(WORK TO COMPLETE): Without changing a character, return the entries, but not the images they hold.

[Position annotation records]
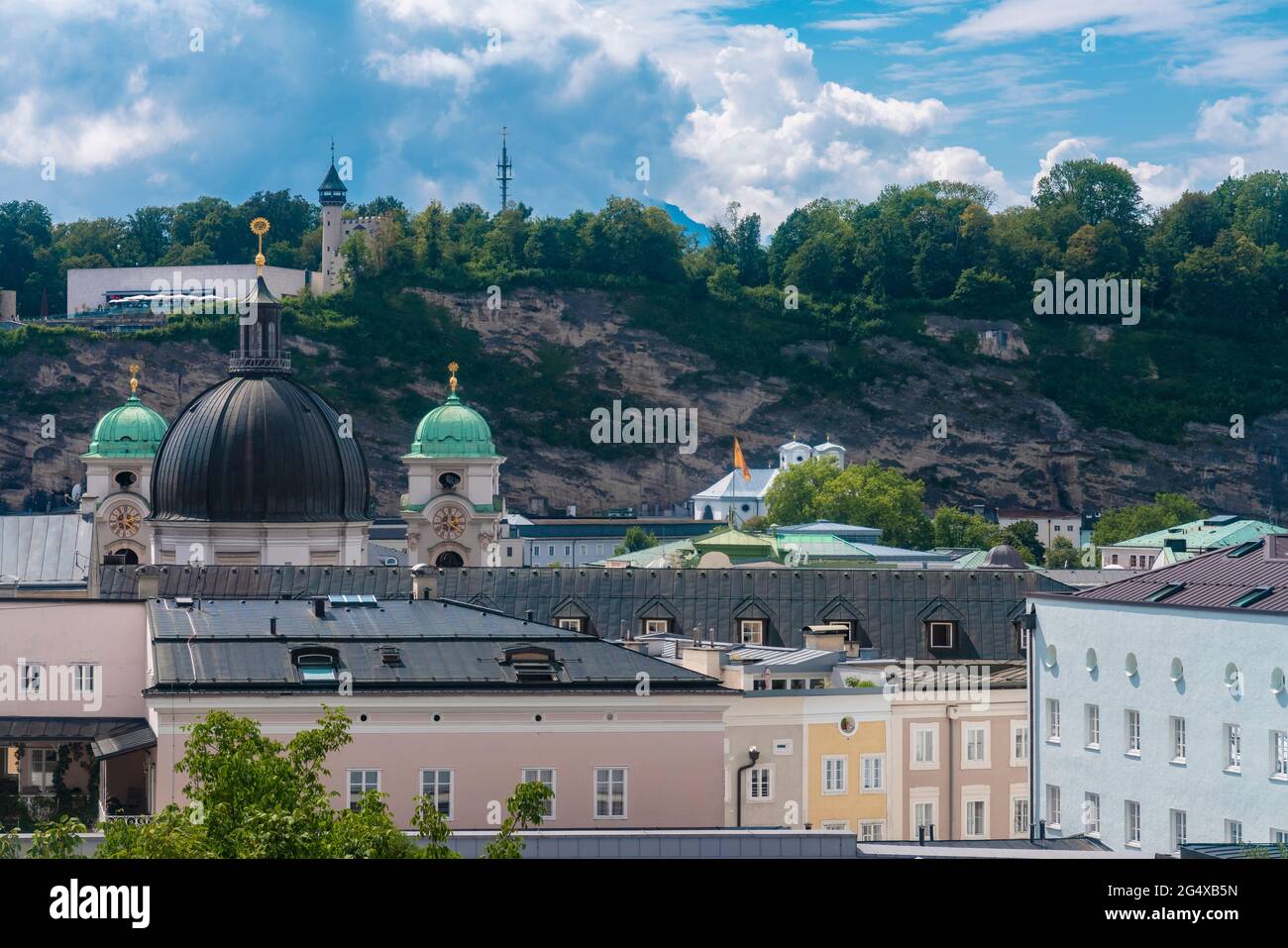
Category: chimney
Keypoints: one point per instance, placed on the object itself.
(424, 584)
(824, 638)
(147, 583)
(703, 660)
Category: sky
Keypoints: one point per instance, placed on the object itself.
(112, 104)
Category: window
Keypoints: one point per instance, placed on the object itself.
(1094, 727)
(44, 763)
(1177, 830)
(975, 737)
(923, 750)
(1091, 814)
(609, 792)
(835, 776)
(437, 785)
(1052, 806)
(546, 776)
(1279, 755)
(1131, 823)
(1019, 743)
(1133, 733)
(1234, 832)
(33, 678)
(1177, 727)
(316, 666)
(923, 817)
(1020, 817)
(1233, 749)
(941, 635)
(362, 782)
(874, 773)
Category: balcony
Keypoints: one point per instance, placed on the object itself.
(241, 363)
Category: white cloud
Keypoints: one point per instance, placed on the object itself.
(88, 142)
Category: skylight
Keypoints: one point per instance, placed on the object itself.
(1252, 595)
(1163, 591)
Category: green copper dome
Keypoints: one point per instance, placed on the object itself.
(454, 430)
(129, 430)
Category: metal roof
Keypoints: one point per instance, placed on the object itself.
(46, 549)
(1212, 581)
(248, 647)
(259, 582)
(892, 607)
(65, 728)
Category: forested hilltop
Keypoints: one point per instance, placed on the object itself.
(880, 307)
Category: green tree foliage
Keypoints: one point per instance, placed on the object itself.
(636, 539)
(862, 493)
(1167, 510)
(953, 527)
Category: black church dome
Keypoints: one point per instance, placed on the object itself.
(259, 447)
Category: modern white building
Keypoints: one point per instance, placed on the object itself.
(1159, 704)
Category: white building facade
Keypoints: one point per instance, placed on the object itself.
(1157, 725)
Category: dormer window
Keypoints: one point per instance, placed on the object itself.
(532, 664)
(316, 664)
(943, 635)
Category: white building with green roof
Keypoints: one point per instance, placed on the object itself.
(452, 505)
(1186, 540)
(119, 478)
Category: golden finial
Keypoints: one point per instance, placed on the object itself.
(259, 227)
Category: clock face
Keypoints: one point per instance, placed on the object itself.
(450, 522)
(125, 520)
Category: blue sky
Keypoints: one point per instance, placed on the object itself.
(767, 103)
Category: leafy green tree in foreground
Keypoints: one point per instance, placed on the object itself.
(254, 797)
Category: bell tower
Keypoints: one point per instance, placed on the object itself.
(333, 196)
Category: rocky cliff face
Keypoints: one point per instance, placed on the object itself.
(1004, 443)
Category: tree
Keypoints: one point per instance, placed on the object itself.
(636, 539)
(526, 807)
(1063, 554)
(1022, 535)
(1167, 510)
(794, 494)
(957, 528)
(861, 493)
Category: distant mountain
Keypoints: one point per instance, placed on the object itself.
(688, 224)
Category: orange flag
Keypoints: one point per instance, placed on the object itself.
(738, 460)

(RESULT OF THIS EXERCISE):
Category: chimney
Keypoints: one point per instance, placed on the object itself.
(424, 584)
(824, 638)
(147, 583)
(703, 660)
Category: sky
Keypoints: one point per instance, placed on the object itself.
(112, 104)
Category: window
Keypoints: one point per instance, placed on the object itself.
(1094, 727)
(44, 763)
(1177, 830)
(975, 737)
(923, 750)
(1091, 814)
(609, 792)
(835, 776)
(437, 785)
(1052, 806)
(546, 776)
(1279, 755)
(1131, 823)
(1019, 743)
(1133, 733)
(1234, 832)
(33, 678)
(1177, 727)
(316, 666)
(923, 817)
(1020, 817)
(1233, 749)
(941, 635)
(362, 782)
(874, 773)
Category: balcony
Keypoints: one point per instance, placed on the object itself.
(241, 363)
Category: white cloud
Keypoints: one point per instance, placed on the object itself.
(88, 142)
Category: skylight
Keypoints: one point per instance, placed on the object itself.
(1252, 595)
(1163, 591)
Category: green copper dome
Keypoints: one point per instance, placed on the object itself.
(454, 430)
(129, 430)
Category: metal roof
Keypoints: one point per instance, placed on the object itself.
(46, 549)
(1212, 581)
(248, 647)
(259, 582)
(892, 607)
(65, 728)
Category: forested hilltop
Keypoints: one point per instance, placed on the object itself.
(880, 307)
Category: green tree foliage
Keypoints: one point per instance, placed on the object itself.
(636, 539)
(862, 493)
(1167, 510)
(953, 527)
Category: black church dome
Keypoints: one point per instance, placed on the object itself.
(259, 447)
Category: modern white building
Keypoints: one point per instance, placed on the object itself.
(1159, 704)
Category: white building facade
Keypoints: one point per instance, placed on the object itself.
(1157, 725)
Category: dormer window
Keypoints: one point per instance, placed on the object itself.
(532, 664)
(316, 664)
(943, 635)
Category: white building with green roof
Keypoints: one point per instance, placed on the object itself.
(452, 505)
(1186, 540)
(119, 478)
Category: golden finial
Keypoints: one point per instance, placed on the object itself.
(259, 227)
Category: clock face
Keypoints: one point per instance, placed on the object itself.
(450, 522)
(125, 520)
Category: blue sky
Keypoints: one point per instance, placed on the object itself.
(767, 103)
Category: leafy green tree in foreground
Keypoints: one point per instance, placed on the object itself.
(254, 797)
Category: bell tower
Keypoints: one point per instance, placed on the object itself.
(333, 196)
Category: rocky cliff face
Keypoints: one point per instance, placed on the object itself.
(1004, 443)
Category: tree
Keypoints: one point per instance, placed on the object itself.
(636, 539)
(526, 807)
(1063, 554)
(1022, 535)
(1167, 510)
(794, 494)
(957, 528)
(861, 493)
Category: distant mountain
Keypoints: one point per instance, placed on the object itself.
(688, 224)
Category: orange flag
Keypoints: one point per instance, placed on the object itself.
(738, 460)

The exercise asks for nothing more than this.